Could you print the entries below exactly, starting at the line that contains "Practice step: identify the sunset" and stopping after the last one?

Data provided>
*** Block opens ***
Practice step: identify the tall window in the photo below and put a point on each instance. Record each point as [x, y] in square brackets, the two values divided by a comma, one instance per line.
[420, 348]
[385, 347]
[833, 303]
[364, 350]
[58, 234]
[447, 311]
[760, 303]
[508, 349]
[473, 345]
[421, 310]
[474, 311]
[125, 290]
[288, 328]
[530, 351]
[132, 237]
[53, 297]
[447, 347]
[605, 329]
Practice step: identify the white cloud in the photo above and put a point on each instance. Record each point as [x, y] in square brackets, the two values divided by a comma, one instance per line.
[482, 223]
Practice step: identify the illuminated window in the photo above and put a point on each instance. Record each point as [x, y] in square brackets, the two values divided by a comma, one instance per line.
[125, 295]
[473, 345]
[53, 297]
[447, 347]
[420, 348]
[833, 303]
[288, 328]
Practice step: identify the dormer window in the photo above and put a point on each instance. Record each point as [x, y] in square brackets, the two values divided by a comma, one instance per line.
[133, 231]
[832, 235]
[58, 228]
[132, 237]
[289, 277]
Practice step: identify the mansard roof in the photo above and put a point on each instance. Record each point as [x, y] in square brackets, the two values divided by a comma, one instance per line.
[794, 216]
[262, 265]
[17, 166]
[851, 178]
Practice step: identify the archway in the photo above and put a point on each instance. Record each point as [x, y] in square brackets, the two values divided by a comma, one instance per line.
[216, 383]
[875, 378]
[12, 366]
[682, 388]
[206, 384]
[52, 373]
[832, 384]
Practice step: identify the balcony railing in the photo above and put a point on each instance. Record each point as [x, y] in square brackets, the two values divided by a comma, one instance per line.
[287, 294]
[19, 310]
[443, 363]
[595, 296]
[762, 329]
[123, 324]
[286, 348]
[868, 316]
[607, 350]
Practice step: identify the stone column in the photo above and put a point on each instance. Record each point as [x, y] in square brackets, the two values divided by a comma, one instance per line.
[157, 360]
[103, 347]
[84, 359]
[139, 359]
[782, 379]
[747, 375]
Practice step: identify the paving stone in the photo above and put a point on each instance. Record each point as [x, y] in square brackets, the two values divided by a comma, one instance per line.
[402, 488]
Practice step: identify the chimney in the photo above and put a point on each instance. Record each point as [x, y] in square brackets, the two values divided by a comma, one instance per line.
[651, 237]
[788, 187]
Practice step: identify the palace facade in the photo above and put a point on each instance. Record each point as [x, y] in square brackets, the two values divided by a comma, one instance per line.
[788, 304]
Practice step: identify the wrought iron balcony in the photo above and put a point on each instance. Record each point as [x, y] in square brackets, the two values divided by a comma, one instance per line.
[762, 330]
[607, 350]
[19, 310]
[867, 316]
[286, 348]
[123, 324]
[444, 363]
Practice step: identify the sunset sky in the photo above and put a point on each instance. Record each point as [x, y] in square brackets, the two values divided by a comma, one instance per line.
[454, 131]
*** Block closes ***
Written solution>
Practice step: identify the sunset sky in the photo above and put a point on each instance. Record each point as [x, y] in square brackets, the two values divided by a comma, one instance per line.
[454, 131]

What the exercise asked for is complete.